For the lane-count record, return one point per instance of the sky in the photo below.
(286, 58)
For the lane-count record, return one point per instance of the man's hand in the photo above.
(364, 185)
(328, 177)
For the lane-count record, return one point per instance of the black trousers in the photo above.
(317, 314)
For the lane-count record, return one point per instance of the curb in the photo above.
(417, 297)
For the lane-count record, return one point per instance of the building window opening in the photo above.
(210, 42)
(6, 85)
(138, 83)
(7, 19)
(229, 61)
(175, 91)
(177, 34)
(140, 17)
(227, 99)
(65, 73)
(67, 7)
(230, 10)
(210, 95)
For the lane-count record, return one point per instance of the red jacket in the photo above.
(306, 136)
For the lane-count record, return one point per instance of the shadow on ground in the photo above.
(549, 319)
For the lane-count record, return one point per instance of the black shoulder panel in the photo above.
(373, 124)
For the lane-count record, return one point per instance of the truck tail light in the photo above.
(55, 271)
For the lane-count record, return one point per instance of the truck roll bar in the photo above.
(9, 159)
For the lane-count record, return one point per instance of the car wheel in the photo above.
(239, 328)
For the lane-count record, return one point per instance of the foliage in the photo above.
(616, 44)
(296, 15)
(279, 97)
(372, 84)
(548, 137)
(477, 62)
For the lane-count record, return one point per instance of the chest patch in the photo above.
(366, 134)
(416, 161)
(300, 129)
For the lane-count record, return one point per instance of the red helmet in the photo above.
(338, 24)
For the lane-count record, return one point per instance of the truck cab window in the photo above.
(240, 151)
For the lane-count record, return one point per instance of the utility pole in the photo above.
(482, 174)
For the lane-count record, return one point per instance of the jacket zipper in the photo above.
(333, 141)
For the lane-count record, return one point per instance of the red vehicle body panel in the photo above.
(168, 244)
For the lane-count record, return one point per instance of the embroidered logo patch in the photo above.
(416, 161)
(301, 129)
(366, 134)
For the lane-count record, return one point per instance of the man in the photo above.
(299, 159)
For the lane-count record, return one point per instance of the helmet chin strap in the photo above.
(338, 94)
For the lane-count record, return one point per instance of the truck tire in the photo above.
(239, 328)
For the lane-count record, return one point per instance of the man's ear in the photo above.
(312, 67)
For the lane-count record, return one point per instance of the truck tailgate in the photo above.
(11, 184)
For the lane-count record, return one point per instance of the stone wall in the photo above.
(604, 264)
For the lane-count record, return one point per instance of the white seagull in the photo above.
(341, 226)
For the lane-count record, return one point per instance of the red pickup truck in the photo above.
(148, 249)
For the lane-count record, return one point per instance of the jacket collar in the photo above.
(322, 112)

※

#### Instructions to follow
Copy out the full listing so that each line matches exactly.

#### Solution for this task
For the lane-count record, return one point per instance of the sky in the photo below.
(286, 58)
For the lane-count record, return one point per instance of the man's hand in the photo above.
(364, 185)
(328, 177)
For the lane-count record, return one point per instance of the black trousers in the photo above.
(317, 314)
For the lane-count record, return one point per instance of the curb in the photo above.
(417, 297)
For the lane-count record, return one point per instance of the building window opening in the photo above.
(210, 42)
(6, 85)
(138, 83)
(7, 19)
(229, 61)
(175, 91)
(177, 34)
(140, 17)
(227, 99)
(65, 73)
(67, 7)
(230, 10)
(210, 95)
For the lane-count record, return one point per instance of the red jacket in the photo above.
(306, 136)
For the lane-count record, return one point per instance of the shadow on ground in the photo above.
(549, 319)
For the lane-count record, return one point per instance of the black shoulder panel in the photo above.
(373, 124)
For the lane-count record, return one point per instance of the truck tail light in the photo above.
(55, 271)
For the lane-count record, return one point per instance of the truck roll bar in the photo above.
(9, 159)
For the lane-count record, return one point per instance of the car wheel in the photo above.
(239, 328)
For the lane-count record, return one point per instance of the foliage in the photo above.
(616, 44)
(296, 15)
(279, 97)
(372, 84)
(548, 137)
(477, 62)
For the lane-count record, return one point per instance of the chest patch in the photo above.
(366, 134)
(416, 161)
(300, 129)
For the lane-count record, return one point per instance of the red helmet in the photo above.
(338, 24)
For the lane-count record, return one point per instance of the truck cab window in the photo above.
(240, 151)
For the lane-count record, return one point per instance of the utility pole in the photo above.
(482, 174)
For the lane-count record, return one point per instance of the jacket zipper in the photo above.
(333, 141)
For the lane-count record, return one point per instance of the red vehicle body panel in the photo above.
(168, 244)
For the lane-count record, return one point per instance of the embroidered logo patch in the photo above.
(416, 161)
(301, 129)
(366, 134)
For the lane-count record, return one point per instance of the man in the photo above.
(299, 159)
For the lane-count record, return one point per instance of the helmet chin strap in the photo above.
(338, 94)
For the lane-count record, return one point per instance of the truck tire in the photo above.
(239, 328)
For the lane-count record, return one point per instance of the man's ear in the photo above.
(312, 67)
For the lane-count record, return one point per instance of the truck tailgate in the photo above.
(11, 184)
For the lane-count record, return one point per instance of the stone wall in the photo above.
(604, 264)
For the lane-count record, return one point per instance of the white seagull in the photo above.
(341, 226)
For the lane-count record, return one point per instance of the red pickup truck in the photo above.
(148, 249)
For the lane-count record, return one point per instance of the jacket collar in the photo above.
(322, 112)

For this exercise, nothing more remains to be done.